▶ [Job 1] Translate this sentence from the passage on Palestinian statehood into Spanish: "There’s no reason to worship French and British decisions on where to draw borders."

─── Passage

Palestinian statehood: Pros and Cons–Part Two here.
The New York Times weighs in today with a endorsement of the international consensus and status quo: yes, the US should actively support negotiations with the Palestinians based on the same principles they have always been based on. Here is a summary of their position and a few details:
The United States and its Quartet partners (the European Union, the United Nations and Russia) should put a map and a deal on the table, with a timeline for concluding negotiations and a formal U.N. statehood vote. The core element: a Palestinian state based on pre-1967 borders with mutually agreed land swaps and guarantees for Israel’s security. …
To get full U.N. membership the Palestinians have to win Security Council approval. The administration has said it will veto any resolution — ensuring the further isolation of Israel and Washington. If they fail in the Security Council, the Palestinians have said they will ask the General Assembly for enhanced observer status as a nonmember state. Even the more modest General Assembly vote, which the Palestinians are sure to win, would pave the way for them to join dozens of U.N. bodies and conventions, and could strengthen their ability to pursue cases against Israel at the International Criminal Court. But Israel would still control Palestinian territory, leaving the Palestinians disaffected after the initial euphoria.
For further insight and perspective on the debate:
NC: It is not a choice. I have been in favor of the what’s called a one-state-solution or binational state solution for seventy years and, so ok, I’m in favor of it. I am also in favor of peace in the world and … getting rid of poverty. There’s a lot of things I’m in favor of.
But if you are serious, you say, “how do we get from here to there?” That’s the question. We can all say it’s a wonderful idea. In fact I don’t think one state is a good idea, I think there should be a no-state solution that should erode the imperial borders. There’s no reason to worship French and British decisions on where to draw borders. A no-state solution would be much better, but again we ask, how do we get there?
Over the past seventy years I have been involved, there have been different ways in which you could move to that direction. Circumstances change, so your tactics change and under current circumstances, in fact since 1975, there is only one way that has ever been proposed, and that is in stages, through a two-state solution as the first stage. If there’s another way, nobody’s told us. They can say “I like this outcome,” but they don’t tell us how we get there. Now that’s as interesting as someone [who] says I’d like to have peace in the world.

──────
─── Record set

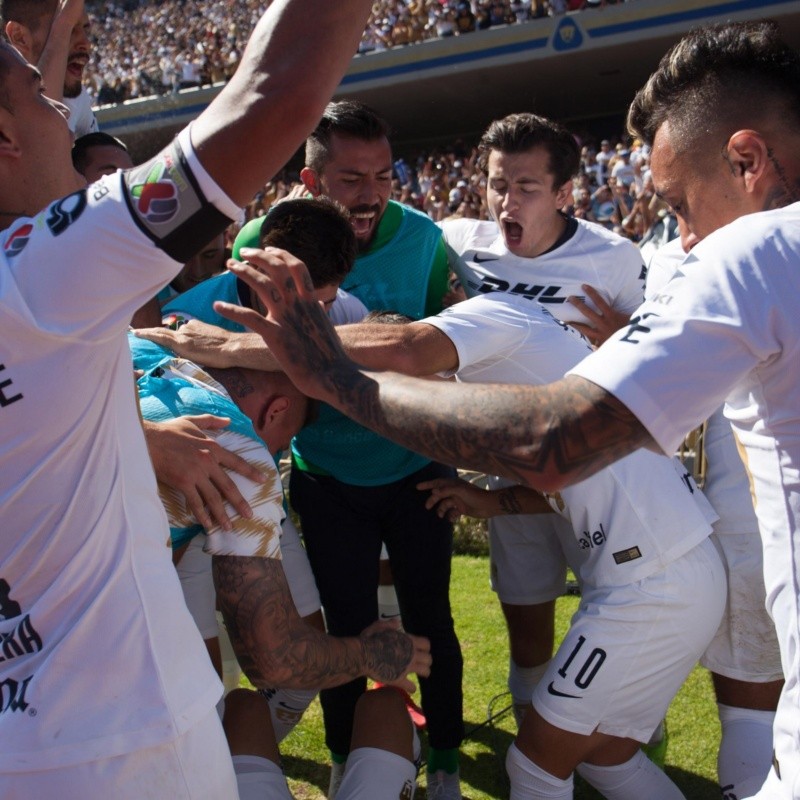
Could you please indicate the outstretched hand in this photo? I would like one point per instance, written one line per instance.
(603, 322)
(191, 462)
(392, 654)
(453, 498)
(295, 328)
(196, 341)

──────

▶ [Job 2] Quote the listing that follows the passage on Palestinian statehood word for word, leaving the pictures out of your answer.

▶ [Solution 1] No hay ninguna razón para venerar las decisiones francesas y británicas sobre dónde trazar las fronteras.

▶ [Solution 2]
Could you please indicate the outstretched hand in this photo? I would like one point per instance, written one line per instance.
(603, 322)
(191, 462)
(392, 654)
(453, 498)
(295, 328)
(196, 341)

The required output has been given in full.